** start of Items **

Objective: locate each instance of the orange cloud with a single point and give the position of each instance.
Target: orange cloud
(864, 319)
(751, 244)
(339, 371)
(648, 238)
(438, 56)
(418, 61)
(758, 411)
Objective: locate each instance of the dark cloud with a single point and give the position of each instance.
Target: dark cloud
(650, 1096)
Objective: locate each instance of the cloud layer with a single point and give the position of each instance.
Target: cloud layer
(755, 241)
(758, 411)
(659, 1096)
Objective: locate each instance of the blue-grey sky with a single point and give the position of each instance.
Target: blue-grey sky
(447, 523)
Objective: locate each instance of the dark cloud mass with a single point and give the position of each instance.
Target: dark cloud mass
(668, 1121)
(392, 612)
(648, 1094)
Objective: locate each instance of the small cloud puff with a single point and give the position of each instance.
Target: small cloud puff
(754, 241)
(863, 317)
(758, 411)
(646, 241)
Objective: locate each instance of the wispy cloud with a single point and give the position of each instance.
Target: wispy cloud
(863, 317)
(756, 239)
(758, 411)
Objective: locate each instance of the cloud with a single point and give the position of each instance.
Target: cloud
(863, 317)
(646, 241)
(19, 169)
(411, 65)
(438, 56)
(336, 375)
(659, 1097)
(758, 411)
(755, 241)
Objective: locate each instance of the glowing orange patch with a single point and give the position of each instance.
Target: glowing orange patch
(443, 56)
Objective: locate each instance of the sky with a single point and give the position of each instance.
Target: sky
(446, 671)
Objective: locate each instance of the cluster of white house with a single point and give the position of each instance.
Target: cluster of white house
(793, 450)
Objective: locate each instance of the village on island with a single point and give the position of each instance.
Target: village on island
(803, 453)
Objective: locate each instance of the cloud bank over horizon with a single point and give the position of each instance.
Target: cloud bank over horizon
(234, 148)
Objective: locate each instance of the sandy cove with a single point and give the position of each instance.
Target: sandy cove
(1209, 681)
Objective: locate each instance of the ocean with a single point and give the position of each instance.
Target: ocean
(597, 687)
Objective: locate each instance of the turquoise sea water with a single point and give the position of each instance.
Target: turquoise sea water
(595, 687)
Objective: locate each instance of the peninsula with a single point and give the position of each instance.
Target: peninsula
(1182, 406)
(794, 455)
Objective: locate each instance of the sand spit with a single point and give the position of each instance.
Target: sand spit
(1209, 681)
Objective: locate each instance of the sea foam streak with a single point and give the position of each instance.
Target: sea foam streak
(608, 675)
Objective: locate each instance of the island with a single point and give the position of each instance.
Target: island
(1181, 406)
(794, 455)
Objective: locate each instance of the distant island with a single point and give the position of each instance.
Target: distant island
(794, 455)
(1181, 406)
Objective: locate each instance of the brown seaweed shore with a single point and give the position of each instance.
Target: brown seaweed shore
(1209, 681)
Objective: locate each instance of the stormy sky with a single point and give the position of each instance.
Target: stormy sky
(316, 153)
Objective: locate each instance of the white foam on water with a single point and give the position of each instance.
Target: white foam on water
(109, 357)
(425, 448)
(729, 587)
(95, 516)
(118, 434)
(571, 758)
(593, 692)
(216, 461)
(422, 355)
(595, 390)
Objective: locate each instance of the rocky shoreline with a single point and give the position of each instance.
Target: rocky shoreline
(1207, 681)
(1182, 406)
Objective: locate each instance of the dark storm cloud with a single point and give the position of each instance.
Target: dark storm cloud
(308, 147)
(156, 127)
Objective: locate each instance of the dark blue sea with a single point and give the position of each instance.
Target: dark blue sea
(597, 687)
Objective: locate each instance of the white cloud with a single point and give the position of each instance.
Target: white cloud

** end of Items **
** start of Items **

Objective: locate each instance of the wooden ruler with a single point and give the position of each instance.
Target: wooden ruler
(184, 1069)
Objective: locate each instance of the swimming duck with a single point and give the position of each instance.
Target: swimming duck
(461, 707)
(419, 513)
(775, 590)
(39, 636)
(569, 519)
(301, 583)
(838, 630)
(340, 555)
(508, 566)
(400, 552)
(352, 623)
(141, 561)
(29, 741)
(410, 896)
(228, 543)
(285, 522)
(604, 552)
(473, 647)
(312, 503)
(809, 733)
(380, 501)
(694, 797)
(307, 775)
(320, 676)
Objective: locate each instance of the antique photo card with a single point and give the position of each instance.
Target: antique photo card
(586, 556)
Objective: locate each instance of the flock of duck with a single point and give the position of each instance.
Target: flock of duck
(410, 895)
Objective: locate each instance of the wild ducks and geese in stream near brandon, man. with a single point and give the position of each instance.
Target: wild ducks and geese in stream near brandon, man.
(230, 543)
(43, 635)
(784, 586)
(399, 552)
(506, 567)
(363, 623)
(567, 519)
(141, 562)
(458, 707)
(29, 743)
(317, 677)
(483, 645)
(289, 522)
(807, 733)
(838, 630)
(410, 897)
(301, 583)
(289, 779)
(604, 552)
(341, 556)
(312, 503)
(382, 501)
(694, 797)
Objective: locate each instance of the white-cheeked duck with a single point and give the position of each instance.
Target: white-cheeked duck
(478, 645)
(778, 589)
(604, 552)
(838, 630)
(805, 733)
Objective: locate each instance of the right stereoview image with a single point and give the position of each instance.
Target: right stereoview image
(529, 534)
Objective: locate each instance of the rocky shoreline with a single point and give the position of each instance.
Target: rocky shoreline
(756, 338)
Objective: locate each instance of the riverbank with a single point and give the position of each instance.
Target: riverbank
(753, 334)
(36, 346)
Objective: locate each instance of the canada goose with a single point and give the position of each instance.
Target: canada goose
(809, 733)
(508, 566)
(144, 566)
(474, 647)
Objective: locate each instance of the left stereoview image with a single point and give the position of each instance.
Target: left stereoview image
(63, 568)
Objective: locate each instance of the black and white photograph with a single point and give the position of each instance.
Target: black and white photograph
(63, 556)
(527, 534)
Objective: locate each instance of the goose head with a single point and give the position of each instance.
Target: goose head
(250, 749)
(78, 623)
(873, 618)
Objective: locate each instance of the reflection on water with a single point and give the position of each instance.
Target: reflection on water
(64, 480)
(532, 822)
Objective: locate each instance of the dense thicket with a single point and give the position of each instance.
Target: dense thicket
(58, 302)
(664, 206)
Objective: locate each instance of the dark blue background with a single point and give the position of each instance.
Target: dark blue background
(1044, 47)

** end of Items **

* **Stated problem**
Copy out the records between the line containing "Objective: locate each instance of the white cloud" and the line containing "Target: white cloud", inclusive.

* **Written response**
Objective: locate each instance of the white cloud with a single point and give the position of each instance.
Target: white cloud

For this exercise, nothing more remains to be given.